* **Excerpted records**:
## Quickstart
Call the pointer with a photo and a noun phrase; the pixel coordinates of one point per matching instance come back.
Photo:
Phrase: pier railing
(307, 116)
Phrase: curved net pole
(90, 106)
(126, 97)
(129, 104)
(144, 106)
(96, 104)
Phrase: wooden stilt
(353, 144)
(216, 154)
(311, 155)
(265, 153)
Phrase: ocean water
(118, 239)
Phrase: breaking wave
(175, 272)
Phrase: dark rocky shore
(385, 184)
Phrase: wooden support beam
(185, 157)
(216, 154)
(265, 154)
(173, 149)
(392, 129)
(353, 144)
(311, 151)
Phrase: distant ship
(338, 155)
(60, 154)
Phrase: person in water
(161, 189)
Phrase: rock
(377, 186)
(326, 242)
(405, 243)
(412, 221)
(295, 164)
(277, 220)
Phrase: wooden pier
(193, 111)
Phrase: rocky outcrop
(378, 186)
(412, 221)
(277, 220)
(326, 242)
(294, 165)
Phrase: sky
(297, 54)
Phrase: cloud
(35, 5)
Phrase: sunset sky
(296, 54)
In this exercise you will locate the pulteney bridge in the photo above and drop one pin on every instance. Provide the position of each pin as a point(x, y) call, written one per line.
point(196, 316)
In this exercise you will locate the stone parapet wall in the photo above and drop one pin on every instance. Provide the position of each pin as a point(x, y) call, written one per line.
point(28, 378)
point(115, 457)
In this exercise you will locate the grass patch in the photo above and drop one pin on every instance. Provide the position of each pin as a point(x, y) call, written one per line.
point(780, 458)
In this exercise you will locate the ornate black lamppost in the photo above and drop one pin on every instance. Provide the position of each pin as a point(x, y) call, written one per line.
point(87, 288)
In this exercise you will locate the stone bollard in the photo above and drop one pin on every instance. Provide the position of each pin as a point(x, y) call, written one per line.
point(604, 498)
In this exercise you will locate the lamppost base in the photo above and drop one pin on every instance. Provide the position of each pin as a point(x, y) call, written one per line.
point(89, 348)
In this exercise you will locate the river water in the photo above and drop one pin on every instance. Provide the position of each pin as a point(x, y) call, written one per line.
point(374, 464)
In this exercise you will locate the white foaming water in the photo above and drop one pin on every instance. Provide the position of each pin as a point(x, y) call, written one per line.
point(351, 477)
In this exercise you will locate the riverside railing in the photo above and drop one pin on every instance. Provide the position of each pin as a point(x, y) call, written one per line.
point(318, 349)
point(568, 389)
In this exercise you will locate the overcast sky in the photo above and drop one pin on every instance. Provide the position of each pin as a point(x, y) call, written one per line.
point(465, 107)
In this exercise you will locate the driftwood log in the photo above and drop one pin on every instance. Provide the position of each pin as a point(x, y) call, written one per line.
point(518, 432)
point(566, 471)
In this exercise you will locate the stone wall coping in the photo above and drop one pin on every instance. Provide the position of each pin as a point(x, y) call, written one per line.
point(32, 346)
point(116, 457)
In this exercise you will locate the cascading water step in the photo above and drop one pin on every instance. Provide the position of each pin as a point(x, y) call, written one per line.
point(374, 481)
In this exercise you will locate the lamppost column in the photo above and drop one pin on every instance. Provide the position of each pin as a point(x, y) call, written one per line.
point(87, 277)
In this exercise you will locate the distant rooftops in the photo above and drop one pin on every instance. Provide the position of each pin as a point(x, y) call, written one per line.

* **Exercise description**: Rewrite all of the material above as a Markdown table with two columns, Row and Line. Give each line its own numbered row and omit blank lines.

* **Final answer**:
| Row | Line |
|---|---|
| 1 | ## Quickstart |
| 2 | Call the pointer with a photo and a noun phrase; the pixel coordinates of one point per matching instance come back. |
| 3 | Photo: |
| 4 | Phrase: pier railing |
| 5 | (307, 116) |
| 6 | Phrase: curved net pole |
| 7 | (90, 106) |
| 8 | (126, 97) |
| 9 | (129, 104) |
| 10 | (144, 106) |
| 11 | (96, 104) |
| 12 | Phrase: wooden stilt |
| 13 | (353, 144) |
| 14 | (216, 154) |
| 15 | (311, 155) |
| 16 | (265, 153) |
| 17 | Phrase: ocean water |
| 18 | (118, 239) |
| 19 | Phrase: breaking wave |
| 20 | (175, 272) |
| 21 | Phrase: dark rocky shore |
| 22 | (385, 184) |
| 23 | Phrase: wooden support beam |
| 24 | (185, 157) |
| 25 | (216, 154) |
| 26 | (265, 154) |
| 27 | (173, 149) |
| 28 | (392, 129) |
| 29 | (353, 144) |
| 30 | (311, 151) |
| 31 | Phrase: distant ship |
| 32 | (338, 155) |
| 33 | (60, 154) |
| 34 | Phrase: person in water |
| 35 | (161, 189) |
| 36 | Phrase: rock |
| 37 | (377, 186) |
| 38 | (326, 242) |
| 39 | (405, 243) |
| 40 | (412, 221) |
| 41 | (295, 164) |
| 42 | (277, 220) |
| 43 | Phrase: wooden pier |
| 44 | (193, 111) |
| 45 | Phrase: rocky outcrop |
| 46 | (378, 186) |
| 47 | (412, 221) |
| 48 | (277, 220) |
| 49 | (326, 242) |
| 50 | (294, 165) |
| 51 | Phrase: sky |
| 52 | (297, 54) |
| 53 | Phrase: cloud |
| 54 | (35, 5) |
| 55 | Phrase: sunset sky |
| 56 | (296, 54) |
| 57 | In this exercise you will locate the pulteney bridge in the photo above and drop one pin on every instance. Provide the position of each pin as a point(x, y) call, written one per line. |
| 58 | point(196, 316) |
| 59 | In this exercise you will locate the stone parapet wall in the photo above and drop one pin on every instance. Provide the position of each pin as a point(x, y) call, written one per line. |
| 60 | point(28, 378) |
| 61 | point(115, 457) |
| 62 | In this exercise you will locate the grass patch in the photo above and drop one pin on every instance. Provide the position of each pin as a point(x, y) call, written one per line. |
| 63 | point(780, 458) |
| 64 | In this exercise you will locate the ornate black lamppost in the photo above and drop one pin on every instance. Provide the position of each pin as a point(x, y) call, written one per line. |
| 65 | point(87, 288) |
| 66 | In this exercise you will locate the stone bollard in the photo above and drop one pin on every instance. Provide the position of each pin as a point(x, y) call, written one per line. |
| 67 | point(604, 498) |
| 68 | In this exercise you will locate the lamppost base in the photo above and drop one pin on every instance. Provide the position of each pin as a point(x, y) call, written one per line. |
| 69 | point(89, 348) |
| 70 | In this exercise you will locate the river water in the photo above and drop one pin on every instance. Provide the position of each pin as a point(x, y) call, written one per line. |
| 71 | point(374, 464) |
| 72 | In this exercise you will locate the white foaming water in the photo above and drop one pin on every instance. Provide the position of each pin as a point(x, y) call, written one per line. |
| 73 | point(351, 477) |
| 74 | In this exercise you will locate the riverside railing in the photo above and drop one pin on every instance. Provide the position of each pin as a point(x, y) call, written one per line. |
| 75 | point(318, 349) |
| 76 | point(568, 389) |
| 77 | In this exercise you will locate the overcast sky in the photo above and drop one pin on every instance. Provide the position of each pin as a point(x, y) call, written one per line. |
| 78 | point(465, 107) |
| 79 | In this exercise you will locate the driftwood log in the photo above and drop one pin on every instance. Provide the position of each pin as a point(x, y) call, written one per line. |
| 80 | point(518, 432) |
| 81 | point(566, 471) |
| 82 | In this exercise you will locate the stone wall coping in the photo above and drop one pin on every instance. Provide the position of each pin as a point(x, y) call, written one per line. |
| 83 | point(32, 346) |
| 84 | point(116, 457) |
| 85 | In this exercise you will locate the cascading water step in the photo above and drop one pin on every instance. Provide the position of each pin as a point(x, y) call, written one per line. |
| 86 | point(374, 481) |
| 87 | In this exercise you will locate the lamppost column in the photo above and drop one pin on every instance. Provide the position of each pin as a point(x, y) call, written one per line. |
| 88 | point(87, 277) |
| 89 | In this exercise you will locate the distant rooftops in the photo above and drop one pin on every instance. Provide the position of each pin as a point(x, y) call, written one per line. |